=== Records provided ===

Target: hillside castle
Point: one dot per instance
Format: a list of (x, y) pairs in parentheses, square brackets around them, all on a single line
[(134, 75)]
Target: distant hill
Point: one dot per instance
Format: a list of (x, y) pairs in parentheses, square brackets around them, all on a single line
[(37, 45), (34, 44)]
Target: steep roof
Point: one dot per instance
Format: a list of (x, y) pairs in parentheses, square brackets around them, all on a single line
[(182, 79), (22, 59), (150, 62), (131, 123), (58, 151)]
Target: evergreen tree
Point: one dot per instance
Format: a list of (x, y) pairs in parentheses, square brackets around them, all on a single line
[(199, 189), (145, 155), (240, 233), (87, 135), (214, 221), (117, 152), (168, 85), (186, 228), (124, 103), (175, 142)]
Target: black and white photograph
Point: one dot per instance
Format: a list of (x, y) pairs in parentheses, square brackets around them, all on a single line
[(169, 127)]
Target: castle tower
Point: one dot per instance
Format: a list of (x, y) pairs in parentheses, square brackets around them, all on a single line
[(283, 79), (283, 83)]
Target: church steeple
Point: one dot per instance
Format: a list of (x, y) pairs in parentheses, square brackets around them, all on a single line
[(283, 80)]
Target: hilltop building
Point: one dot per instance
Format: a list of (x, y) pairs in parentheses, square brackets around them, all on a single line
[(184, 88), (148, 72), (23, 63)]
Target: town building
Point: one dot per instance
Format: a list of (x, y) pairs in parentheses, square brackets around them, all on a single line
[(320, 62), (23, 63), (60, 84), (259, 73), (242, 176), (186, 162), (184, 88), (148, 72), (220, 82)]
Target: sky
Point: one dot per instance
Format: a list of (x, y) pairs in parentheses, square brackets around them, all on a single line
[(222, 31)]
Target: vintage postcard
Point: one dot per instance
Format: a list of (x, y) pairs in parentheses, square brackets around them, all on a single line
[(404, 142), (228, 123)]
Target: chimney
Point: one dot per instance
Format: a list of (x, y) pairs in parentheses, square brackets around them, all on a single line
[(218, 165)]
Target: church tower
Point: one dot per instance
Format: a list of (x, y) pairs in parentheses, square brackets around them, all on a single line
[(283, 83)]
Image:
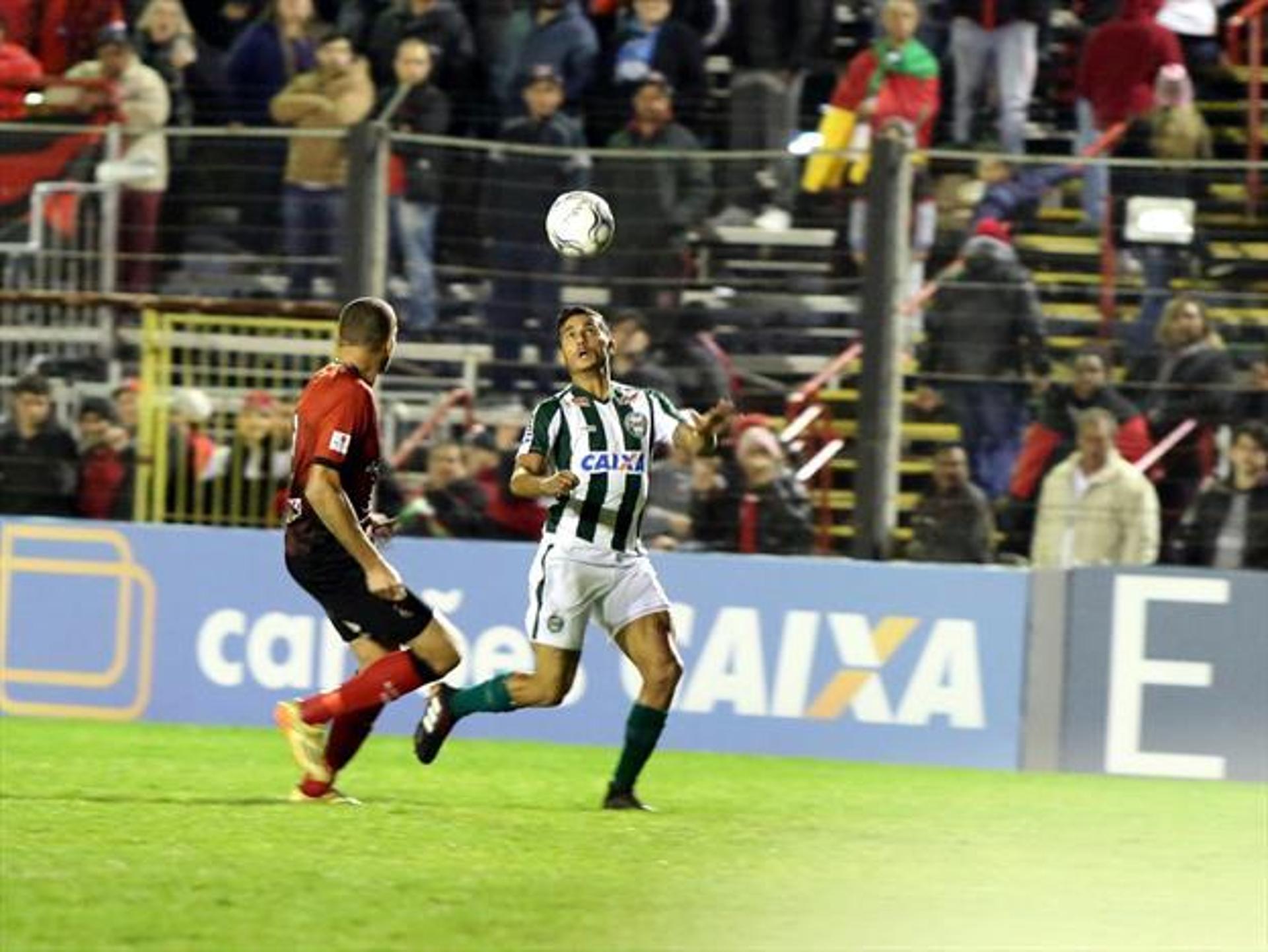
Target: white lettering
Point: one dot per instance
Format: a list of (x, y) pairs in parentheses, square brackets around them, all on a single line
[(730, 667), (334, 657), (792, 668), (948, 679), (217, 628), (500, 650), (855, 644), (1130, 669), (293, 632)]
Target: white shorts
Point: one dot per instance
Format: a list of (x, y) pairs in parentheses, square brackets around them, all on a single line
[(563, 592)]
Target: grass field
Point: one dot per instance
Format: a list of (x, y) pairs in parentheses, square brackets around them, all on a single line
[(173, 838)]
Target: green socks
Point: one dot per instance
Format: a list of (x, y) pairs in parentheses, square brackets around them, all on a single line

===

Problem requirements:
Nothing but a number is wanted here: the count of lines in the listing with the word "white".

Response to this task:
3